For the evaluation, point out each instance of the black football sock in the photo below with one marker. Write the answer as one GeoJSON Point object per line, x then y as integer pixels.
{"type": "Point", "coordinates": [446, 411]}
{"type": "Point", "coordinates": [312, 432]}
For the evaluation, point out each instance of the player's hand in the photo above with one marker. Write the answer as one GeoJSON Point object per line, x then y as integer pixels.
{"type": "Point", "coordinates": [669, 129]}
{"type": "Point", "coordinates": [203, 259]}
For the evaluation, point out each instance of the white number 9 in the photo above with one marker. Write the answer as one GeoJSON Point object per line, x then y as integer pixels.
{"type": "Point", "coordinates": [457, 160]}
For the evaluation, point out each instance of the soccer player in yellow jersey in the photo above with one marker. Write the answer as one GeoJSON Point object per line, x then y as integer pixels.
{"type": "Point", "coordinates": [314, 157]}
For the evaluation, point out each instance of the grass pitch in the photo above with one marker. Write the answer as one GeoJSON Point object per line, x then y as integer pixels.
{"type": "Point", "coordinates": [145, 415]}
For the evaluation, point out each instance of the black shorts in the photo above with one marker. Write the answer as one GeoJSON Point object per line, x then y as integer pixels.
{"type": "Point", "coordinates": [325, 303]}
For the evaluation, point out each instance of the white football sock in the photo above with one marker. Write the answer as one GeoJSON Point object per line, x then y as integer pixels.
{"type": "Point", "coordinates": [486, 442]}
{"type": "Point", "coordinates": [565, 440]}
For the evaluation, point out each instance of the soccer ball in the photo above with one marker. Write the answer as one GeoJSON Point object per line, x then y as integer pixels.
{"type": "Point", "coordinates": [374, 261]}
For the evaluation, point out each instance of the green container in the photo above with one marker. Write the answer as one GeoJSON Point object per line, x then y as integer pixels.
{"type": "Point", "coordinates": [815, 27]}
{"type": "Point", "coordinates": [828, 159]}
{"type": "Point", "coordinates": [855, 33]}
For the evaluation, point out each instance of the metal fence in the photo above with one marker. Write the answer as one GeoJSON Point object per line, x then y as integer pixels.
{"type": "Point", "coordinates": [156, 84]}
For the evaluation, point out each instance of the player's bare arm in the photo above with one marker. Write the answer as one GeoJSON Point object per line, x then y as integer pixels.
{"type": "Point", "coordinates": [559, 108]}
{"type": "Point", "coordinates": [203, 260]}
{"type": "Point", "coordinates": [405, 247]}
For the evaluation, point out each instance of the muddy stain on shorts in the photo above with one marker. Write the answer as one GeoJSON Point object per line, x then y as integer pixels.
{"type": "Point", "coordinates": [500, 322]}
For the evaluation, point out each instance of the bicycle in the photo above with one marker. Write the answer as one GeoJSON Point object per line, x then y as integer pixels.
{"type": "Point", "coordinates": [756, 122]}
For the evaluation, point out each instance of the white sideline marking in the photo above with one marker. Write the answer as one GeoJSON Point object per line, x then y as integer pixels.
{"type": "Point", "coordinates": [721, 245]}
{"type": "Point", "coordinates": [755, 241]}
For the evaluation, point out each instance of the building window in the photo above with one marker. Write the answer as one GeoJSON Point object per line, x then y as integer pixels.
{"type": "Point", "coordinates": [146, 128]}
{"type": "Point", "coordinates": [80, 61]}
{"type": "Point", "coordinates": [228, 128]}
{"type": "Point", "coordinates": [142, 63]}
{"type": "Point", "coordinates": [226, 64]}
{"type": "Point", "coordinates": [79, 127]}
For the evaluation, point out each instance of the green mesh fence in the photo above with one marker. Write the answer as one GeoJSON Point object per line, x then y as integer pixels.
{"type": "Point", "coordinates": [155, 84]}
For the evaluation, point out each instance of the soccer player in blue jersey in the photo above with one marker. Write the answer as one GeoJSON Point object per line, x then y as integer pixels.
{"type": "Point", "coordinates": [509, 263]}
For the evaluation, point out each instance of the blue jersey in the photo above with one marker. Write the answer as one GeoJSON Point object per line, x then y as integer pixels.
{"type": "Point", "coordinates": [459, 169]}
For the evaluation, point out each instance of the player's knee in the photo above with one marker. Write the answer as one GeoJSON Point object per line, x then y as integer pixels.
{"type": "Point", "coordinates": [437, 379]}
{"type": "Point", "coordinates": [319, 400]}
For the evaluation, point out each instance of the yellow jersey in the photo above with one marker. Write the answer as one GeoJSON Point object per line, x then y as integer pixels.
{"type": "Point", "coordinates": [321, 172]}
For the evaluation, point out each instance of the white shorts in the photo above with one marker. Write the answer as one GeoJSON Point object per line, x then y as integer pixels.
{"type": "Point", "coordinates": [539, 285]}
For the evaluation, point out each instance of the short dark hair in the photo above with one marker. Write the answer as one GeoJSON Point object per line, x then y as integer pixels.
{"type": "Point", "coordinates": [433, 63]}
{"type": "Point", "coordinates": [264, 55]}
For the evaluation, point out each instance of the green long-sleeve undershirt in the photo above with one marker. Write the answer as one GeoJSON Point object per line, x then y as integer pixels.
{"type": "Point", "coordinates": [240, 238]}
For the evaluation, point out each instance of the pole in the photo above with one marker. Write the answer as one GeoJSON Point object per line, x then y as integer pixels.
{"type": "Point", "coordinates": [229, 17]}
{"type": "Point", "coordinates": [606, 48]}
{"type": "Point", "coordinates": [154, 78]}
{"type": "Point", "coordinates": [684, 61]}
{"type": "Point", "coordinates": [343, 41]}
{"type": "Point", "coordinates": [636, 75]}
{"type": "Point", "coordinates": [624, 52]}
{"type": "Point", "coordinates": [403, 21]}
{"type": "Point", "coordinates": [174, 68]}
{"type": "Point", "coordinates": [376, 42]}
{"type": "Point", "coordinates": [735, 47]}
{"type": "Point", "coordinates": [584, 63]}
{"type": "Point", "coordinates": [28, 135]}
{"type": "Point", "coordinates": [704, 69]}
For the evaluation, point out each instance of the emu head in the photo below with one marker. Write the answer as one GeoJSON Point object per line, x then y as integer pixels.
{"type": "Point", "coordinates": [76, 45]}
○ ○ ○
_Prompt_: Retype every record above exactly as written.

_Worked answer_:
For the evaluation, point out each instance of the black football sock in the photo below with one marker. Write the answer as one GeoJSON Point object per line, x then y as integer pixels.
{"type": "Point", "coordinates": [446, 411]}
{"type": "Point", "coordinates": [312, 432]}
For the evaluation, point out each instance of the player's hand in the photo above with one marker. Write the answer as one GeoJSON Point object per line, x then y as integer pixels.
{"type": "Point", "coordinates": [669, 129]}
{"type": "Point", "coordinates": [203, 259]}
For the evaluation, point out each instance of the white number 9 in the photo above with one marker. Write the answer as one GeoJSON Point object per line, x then y as integer pixels.
{"type": "Point", "coordinates": [457, 160]}
For the evaluation, point out each instance of the soccer player in yellow jersey in the photo above with one marker. Write the answer as one GeoJSON Point object per line, x then y as integer pixels.
{"type": "Point", "coordinates": [314, 157]}
For the evaluation, point out each instance of the grass pitch in the photo above with one marker. Write the answer as one GeoJSON Point object per line, x then y as integer pixels.
{"type": "Point", "coordinates": [145, 415]}
For the evaluation, point out each instance of the black shorts in the photo above with one marker. Write the answer as one GeoJSON Point object per line, x then y as integer pixels.
{"type": "Point", "coordinates": [325, 303]}
For the evaluation, point out each instance of the white football sock in the photo above with one marker. Write the answer as one GeoJSON Point object per line, x then y as integer pixels.
{"type": "Point", "coordinates": [486, 442]}
{"type": "Point", "coordinates": [565, 440]}
For the evaluation, point out each instance of the soccer ball in the photo above with one marker. Write the answer as one GeoJSON Point object per line, x then y as integer pixels.
{"type": "Point", "coordinates": [374, 261]}
For the evaluation, point out each instance of the green container in the photo above with one marker. Write the answer as one GeoJSON Point object per line, x then y as integer pixels.
{"type": "Point", "coordinates": [815, 27]}
{"type": "Point", "coordinates": [828, 159]}
{"type": "Point", "coordinates": [855, 33]}
For the evaluation, point out each instance of the metal fence in the photo above with one marker. Write the answer as one GeoJSON Point object per line, x then y as integer pixels.
{"type": "Point", "coordinates": [156, 84]}
For the evaluation, point out each instance of the player's bare arm in the photo above with one marker. Write the answer as one GeoJSON Point object per line, x then y as integer pixels.
{"type": "Point", "coordinates": [559, 108]}
{"type": "Point", "coordinates": [203, 260]}
{"type": "Point", "coordinates": [405, 247]}
For the evaluation, point out each instance of the muddy stain on shorts in the photo above with one marker. Write the answer as one GeoJSON Point object per line, x then y as integer pixels.
{"type": "Point", "coordinates": [500, 322]}
For the evaluation, point out each instance of the bicycle in the photo above with one marker. Write the answer as one GeoJSON Point object per line, x then y as integer pixels.
{"type": "Point", "coordinates": [756, 122]}
For the evaluation, point out each instance of the white sideline marking in the photo above with one marker. Write the answer as one GeoJSON Point object per line, x then y as integer pixels.
{"type": "Point", "coordinates": [721, 245]}
{"type": "Point", "coordinates": [755, 241]}
For the evaluation, point out each instance of the building window in the photo above with one marker. Write the answer as one GeoJSON Point object per line, x then y as integer pixels.
{"type": "Point", "coordinates": [146, 128]}
{"type": "Point", "coordinates": [80, 61]}
{"type": "Point", "coordinates": [228, 128]}
{"type": "Point", "coordinates": [142, 63]}
{"type": "Point", "coordinates": [226, 64]}
{"type": "Point", "coordinates": [79, 127]}
For the evaluation, point out each instance of the green mesh fence in the photo above with one marker. Write the answer as one GeoJSON Point object per line, x then y as integer pixels.
{"type": "Point", "coordinates": [155, 84]}
For the evaluation, point out each instance of the soccer player in blue jersey in the photo above with one marker. Write the answer as one GeoJSON Point object per line, x then y as integer pixels.
{"type": "Point", "coordinates": [509, 263]}
For the evaluation, point out each instance of the blue jersey in the photo above with one marker. Write the answer as one GeoJSON Point object per line, x then y as integer pixels.
{"type": "Point", "coordinates": [459, 169]}
For the evaluation, point out each instance of the player's knee in the photo above with one marker. Write the answer as one GeoJSON Point object per line, x then y as integer pixels.
{"type": "Point", "coordinates": [437, 379]}
{"type": "Point", "coordinates": [319, 400]}
For the evaluation, point out each instance of the yellow jersey in the photo above with one marker. Write the answer as one GeoJSON Point object per line, x then y as integer pixels.
{"type": "Point", "coordinates": [321, 172]}
For the evaluation, point out each instance of the white shorts in the photo above with one marker. Write the answer as one GeoJSON Point object per line, x then y as integer pixels.
{"type": "Point", "coordinates": [539, 285]}
For the evaluation, point out each instance of the short dark hair in the photo above with one marker. Write the answer as one GeoJSON Point object per line, x then y as integer pixels.
{"type": "Point", "coordinates": [433, 63]}
{"type": "Point", "coordinates": [264, 55]}
For the evaluation, point out each instance of the green long-sleeve undershirt in the photo above with one marker. Write the answer as one GeoJSON Point object per line, x then y as integer pixels.
{"type": "Point", "coordinates": [240, 238]}
For the evaluation, point out each instance of the pole in the photo above with one marker. Write the answer as one GeoJSON Point object per line, x then y as integer pixels.
{"type": "Point", "coordinates": [229, 17]}
{"type": "Point", "coordinates": [606, 48]}
{"type": "Point", "coordinates": [154, 78]}
{"type": "Point", "coordinates": [684, 61]}
{"type": "Point", "coordinates": [343, 41]}
{"type": "Point", "coordinates": [636, 75]}
{"type": "Point", "coordinates": [624, 52]}
{"type": "Point", "coordinates": [403, 21]}
{"type": "Point", "coordinates": [174, 68]}
{"type": "Point", "coordinates": [376, 42]}
{"type": "Point", "coordinates": [735, 47]}
{"type": "Point", "coordinates": [584, 63]}
{"type": "Point", "coordinates": [28, 135]}
{"type": "Point", "coordinates": [704, 69]}
For the evaluation, point out each instance of the emu head in the photo below with one marker. Write the answer as one GeoJSON Point object per line, x then y as integer pixels.
{"type": "Point", "coordinates": [76, 45]}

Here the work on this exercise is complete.